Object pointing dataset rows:
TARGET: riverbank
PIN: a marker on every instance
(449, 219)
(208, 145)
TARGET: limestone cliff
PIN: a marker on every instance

**DIRECTION:**
Copy out every one of the lines above word for word, changing nothing.

**SOLUTION TO THE EXERCISE:**
TARGET: riverbank
PIN: a marker on every instance
(449, 219)
(208, 145)
TARGET: limestone cliff
PIN: a marker on every instance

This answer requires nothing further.